**Work required:** Reproduce everything from "Their volunteers go" down to "best to help." in the piece on Lanarkshire Samaritans below, word for word.

I was delighted to be invited to Lanarkshire Samaritans in Hamilton to help them celebrate their 40th birthday.
The Samaritans opened their first Scottish branch in Edinburgh in 1959, with the Lanarkshire branch opening 13 years later, in November 1972.
The Samaritans offers confidantial, compassionate and non-judgemental advice and guidance to those in distress. Whether you are clinically depressed, weighed down by health or money worries, or just having a bit of a bad time: the Samaritans is here to help.
On average, Lanarkshire Samaritans fields between 6-8000 calls, 150 face-to-face meetings, and around 400 emails every year.
Their volunteers go through a rigorous training program and are highly committed to the organisation. Many have been Samaritans for between 10 and 20 years.
As well as their listening and advisory service, Lanarkshire Samaritans runs outreach programmes in local schools, hospitals and prisons. Regardless of your circumstances and whatever your problem, they will listen and do their best to help.
I would like to thank everyone who has volunteered for Lanarkshire Samaritans over the past 4o years for doing their best to ensure that people in emotional pain and distress have someone to talk to. A little bit of sympathy and kindness can make a world of difference.

**Data for analysis:**

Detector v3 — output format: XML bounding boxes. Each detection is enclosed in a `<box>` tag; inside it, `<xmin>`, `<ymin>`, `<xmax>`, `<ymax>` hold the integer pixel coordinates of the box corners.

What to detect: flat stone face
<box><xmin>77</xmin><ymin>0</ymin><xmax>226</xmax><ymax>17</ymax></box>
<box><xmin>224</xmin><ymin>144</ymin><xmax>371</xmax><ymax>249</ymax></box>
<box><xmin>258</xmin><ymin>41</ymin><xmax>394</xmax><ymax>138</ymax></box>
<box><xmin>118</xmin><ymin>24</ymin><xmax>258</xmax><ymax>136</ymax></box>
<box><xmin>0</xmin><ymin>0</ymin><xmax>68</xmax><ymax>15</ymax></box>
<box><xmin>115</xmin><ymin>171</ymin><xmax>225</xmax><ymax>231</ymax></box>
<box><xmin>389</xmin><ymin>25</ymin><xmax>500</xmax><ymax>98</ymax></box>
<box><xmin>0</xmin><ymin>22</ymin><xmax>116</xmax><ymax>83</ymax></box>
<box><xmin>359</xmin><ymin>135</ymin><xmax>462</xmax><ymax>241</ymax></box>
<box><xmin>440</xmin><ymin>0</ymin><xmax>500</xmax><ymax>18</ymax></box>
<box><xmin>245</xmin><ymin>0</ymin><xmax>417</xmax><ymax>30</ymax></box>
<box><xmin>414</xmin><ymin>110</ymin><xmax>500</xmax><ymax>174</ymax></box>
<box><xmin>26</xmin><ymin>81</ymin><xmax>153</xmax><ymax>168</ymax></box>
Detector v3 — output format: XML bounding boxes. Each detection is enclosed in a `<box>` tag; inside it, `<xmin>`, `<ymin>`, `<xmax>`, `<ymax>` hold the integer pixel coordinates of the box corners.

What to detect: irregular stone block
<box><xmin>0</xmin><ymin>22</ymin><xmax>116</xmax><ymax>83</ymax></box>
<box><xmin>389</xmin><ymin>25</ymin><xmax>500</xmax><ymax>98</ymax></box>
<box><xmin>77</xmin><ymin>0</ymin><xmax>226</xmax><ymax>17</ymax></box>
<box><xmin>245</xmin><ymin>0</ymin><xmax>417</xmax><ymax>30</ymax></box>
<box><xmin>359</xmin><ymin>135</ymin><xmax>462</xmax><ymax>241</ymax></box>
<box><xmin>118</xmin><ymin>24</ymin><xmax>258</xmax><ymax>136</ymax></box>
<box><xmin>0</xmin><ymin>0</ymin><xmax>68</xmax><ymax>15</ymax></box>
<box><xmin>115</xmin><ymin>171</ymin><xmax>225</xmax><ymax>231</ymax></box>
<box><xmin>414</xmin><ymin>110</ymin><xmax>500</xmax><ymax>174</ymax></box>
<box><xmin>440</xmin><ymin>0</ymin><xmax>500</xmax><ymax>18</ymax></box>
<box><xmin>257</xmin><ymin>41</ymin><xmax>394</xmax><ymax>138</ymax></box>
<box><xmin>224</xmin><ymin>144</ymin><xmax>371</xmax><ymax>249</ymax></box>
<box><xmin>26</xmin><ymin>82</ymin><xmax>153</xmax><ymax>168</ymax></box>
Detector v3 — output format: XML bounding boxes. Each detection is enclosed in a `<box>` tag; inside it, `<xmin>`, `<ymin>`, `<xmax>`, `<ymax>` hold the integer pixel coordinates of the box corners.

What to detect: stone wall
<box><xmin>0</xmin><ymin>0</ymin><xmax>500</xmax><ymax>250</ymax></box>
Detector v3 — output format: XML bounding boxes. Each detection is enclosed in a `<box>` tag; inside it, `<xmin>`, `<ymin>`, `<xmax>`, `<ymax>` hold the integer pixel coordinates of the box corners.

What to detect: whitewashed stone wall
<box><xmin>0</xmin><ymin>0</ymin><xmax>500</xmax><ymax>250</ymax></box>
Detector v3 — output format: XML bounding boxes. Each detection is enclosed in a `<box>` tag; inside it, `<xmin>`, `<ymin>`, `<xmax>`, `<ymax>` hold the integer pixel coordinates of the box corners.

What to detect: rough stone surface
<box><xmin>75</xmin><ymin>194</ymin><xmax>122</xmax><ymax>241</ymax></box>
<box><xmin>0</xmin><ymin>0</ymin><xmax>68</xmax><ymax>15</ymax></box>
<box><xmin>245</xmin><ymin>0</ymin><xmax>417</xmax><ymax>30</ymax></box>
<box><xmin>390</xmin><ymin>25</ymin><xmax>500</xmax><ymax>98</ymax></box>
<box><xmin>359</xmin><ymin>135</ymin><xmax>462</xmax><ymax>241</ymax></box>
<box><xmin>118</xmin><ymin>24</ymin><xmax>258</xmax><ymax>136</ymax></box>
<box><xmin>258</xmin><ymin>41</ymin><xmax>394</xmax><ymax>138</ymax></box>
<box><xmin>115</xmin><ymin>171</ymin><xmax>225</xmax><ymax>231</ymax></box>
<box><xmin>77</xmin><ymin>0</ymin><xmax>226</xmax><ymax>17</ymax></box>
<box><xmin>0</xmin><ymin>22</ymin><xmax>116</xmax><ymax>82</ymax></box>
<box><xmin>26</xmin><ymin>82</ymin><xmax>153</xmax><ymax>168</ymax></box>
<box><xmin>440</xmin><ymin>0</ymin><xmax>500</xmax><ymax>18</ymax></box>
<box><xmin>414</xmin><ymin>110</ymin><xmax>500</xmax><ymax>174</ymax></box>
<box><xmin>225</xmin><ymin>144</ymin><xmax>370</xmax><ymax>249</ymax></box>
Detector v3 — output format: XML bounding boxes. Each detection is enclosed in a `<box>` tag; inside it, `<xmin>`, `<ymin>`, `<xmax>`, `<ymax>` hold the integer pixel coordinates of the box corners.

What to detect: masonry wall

**Reply to the exercise:**
Their volunteers go through a rigorous training program and are highly committed to the organisation. Many have been Samaritans for between 10 and 20 years.
As well as their listening and advisory service, Lanarkshire Samaritans runs outreach programmes in local schools, hospitals and prisons. Regardless of your circumstances and whatever your problem, they will listen and do their best to help.